- Stated exercise 1: According to the commentary on race in professional basketball, what office did Barkley once consider running for, and with which party?
- Stated exercise 2: Summarize the commentary on race in professional basketball in three sentences.
* start Source extract *
The world of professional basketball is not like the rest of the world. It's a frat house where whites and blacks mix in a state that approximates equality. This is funny, meaning odd. Certainly, it's an anomaly.
And the mostly white media involved in that world understand how it works. There are jokes, and they usually stay private. But sometimes, they don't.
Once, a player for the Los Angeles Lakers missed a dunk. After the game, he said, along the lines of white men can't jump, that he felt like a white guy out there. A writer used the line, thinking it was funny.
Tens of thousands of readers didn't laugh.
In the real world, we're not ready to laugh. The subject is too painful. The divisions are too real.
We don't trust each other.
Is Barkley a racist?
Well, his wife is white. His best friend among his Phoenix Suns teammates is white. But he wouldn't have to use the some-of-my-best-friends-are-white or even the some-of-my-best-wives-are-white defense. This is a guy who once considered running for governor of Alabama -- as a Republican.
* end Source extract *
* start Recorded information *
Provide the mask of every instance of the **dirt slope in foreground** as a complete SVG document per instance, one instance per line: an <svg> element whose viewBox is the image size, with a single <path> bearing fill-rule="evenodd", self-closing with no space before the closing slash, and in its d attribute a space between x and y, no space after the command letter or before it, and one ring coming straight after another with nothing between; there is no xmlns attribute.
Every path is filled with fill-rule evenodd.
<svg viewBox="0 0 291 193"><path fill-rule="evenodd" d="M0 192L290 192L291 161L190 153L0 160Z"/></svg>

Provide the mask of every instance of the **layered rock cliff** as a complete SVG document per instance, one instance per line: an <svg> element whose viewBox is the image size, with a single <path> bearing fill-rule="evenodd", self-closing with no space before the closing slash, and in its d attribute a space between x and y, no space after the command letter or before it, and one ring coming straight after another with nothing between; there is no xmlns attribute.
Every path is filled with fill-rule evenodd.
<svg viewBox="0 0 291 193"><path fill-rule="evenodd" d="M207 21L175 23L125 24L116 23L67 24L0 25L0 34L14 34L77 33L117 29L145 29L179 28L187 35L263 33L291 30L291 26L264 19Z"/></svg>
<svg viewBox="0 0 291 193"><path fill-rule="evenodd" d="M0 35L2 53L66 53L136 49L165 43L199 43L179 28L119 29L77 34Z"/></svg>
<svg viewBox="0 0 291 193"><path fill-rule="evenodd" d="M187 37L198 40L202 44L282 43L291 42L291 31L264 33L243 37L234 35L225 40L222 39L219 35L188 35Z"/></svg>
* end Recorded information *
- Complete output 1: Governor of Alabama, as a Republican.

- Complete output 2: Professional basketball is described as a frat house where whites and blacks mix in near equality, and the mostly white media covering it understand its usually private jokes. When a writer printed a Lakers player's remark that he felt like a white guy after missing a dunk, tens of thousands of readers didn't laugh, and in the real world the subject is too painful and the divisions too real. Asking whether Barkley is a racist, the piece notes that his wife and his best friend among his Suns teammates are white and that he once considered running for governor of Alabama as a Republican.